### EXERCISES
a: Quote the New Mexico oil report word for word from "Incoming New Mexico" to "as of September.".
b: In the New Mexico oil report, what record level did U.S. crude output reach as of September?

29 December 2018, News Wires — Crude oil output has more than doubled in New Mexico over the last four years, making it the No. 3 producer among U.S. states, but a January change in state leadership to Democratic control has industry executives fearing tougher regulations are coming.
Incoming New Mexico Governor Michelle Lujan Grisham and state land commissioner Stephanie Garcia Richard plan to limit new leasing on state lands where drillers planned to tap freshwater aquifers. The incoming administration also has pledged to crack down on methane, a potent greenhouse gas that is often flared during oil production or can leak into the atmosphere from faulty equipment.
“They could make it much harder for operators to make a good profit in New Mexico,” said Phil Buch, a Texas oil executive with personal energy holdings in New Mexico. “There’s definitely an added risk there.”
Advancements in drilling technology over the last decade or so have boosted U.S. oil production dramatically. The country’s crude output surged to a record 11.5 million barrels per day (bpd) as of September.
However, opposition to drilling has also grown as activists around the world have pressured governments to limit emissions of carbon dioxide and other greenhouse gases blamed for global warming. In North America, there have been growing protests against pipeline construction and measures to curb fossil fuels have made their way to the ballot box in many western states.

### EXTRACTED ENTRIES
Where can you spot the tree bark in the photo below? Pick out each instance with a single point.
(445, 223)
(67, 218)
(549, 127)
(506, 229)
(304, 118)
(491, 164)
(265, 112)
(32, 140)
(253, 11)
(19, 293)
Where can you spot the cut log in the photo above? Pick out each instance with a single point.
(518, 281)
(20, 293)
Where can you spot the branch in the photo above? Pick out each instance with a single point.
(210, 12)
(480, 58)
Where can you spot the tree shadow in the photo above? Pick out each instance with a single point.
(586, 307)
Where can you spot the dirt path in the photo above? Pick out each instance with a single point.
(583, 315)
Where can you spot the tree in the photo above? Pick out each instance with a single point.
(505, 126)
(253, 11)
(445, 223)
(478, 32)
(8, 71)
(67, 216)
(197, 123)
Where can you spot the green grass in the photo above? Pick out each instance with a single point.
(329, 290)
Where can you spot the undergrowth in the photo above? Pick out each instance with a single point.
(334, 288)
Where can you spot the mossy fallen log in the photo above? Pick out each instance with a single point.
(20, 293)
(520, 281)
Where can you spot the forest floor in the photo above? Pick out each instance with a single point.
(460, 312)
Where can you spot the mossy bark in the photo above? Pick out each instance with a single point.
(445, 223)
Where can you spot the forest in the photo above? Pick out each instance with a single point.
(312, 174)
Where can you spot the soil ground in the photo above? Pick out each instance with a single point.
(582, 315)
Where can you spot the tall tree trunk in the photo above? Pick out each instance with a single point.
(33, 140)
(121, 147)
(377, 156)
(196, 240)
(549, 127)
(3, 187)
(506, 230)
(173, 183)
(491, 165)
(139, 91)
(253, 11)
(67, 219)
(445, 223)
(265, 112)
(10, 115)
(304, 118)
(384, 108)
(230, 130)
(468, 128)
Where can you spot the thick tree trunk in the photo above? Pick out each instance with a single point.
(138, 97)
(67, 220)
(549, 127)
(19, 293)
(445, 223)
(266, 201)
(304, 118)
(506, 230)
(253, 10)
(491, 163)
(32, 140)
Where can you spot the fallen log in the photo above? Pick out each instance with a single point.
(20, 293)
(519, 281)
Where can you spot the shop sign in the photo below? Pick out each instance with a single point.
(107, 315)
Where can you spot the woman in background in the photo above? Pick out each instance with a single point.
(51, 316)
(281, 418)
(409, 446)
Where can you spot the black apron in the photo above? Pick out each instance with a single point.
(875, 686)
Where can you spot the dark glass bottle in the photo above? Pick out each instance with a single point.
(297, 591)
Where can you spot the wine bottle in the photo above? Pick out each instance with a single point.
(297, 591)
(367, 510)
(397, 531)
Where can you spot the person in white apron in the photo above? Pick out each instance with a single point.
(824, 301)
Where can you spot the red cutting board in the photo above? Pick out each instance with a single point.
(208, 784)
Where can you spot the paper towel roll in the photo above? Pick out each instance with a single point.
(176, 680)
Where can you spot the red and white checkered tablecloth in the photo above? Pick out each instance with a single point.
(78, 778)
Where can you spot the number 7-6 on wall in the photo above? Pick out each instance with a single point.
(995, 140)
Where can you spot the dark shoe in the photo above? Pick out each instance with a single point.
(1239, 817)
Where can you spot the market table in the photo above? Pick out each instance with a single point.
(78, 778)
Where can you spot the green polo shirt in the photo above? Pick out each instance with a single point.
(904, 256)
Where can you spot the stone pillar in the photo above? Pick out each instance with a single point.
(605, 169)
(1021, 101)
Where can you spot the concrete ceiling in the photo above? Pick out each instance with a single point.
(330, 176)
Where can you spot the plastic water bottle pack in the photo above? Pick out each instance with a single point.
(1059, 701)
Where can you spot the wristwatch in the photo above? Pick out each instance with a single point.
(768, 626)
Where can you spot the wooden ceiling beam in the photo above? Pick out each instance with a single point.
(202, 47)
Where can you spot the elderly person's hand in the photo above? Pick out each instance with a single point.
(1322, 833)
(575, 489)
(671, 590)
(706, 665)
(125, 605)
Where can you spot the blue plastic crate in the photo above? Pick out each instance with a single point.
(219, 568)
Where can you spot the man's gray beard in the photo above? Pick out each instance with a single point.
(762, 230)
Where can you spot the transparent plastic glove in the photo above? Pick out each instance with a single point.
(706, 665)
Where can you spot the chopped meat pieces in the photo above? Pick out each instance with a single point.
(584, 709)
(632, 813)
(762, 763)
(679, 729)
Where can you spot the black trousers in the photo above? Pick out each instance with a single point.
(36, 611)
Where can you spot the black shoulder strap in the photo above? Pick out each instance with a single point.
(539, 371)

### LIST OF ANSWERS
a:
Incoming New Mexico Governor Michelle Lujan Grisham and state land commissioner Stephanie Garcia Richard plan to limit new leasing on state lands where drillers planned to tap freshwater aquifers. The incoming administration also has pledged to crack down on methane, a potent greenhouse gas that is often flared during oil production or can leak into the atmosphere from faulty equipment.
“They could make it much harder for operators to make a good profit in New Mexico,” said Phil Buch, a Texas oil executive with personal energy holdings in New Mexico. “There’s definitely an added risk there.”
Advancements in drilling technology over the last decade or so have boosted U.S. oil production dramatically. The country’s crude output surged to a record 11.5 million barrels per day (bpd) as of September.

b: 11.5 million barrels per day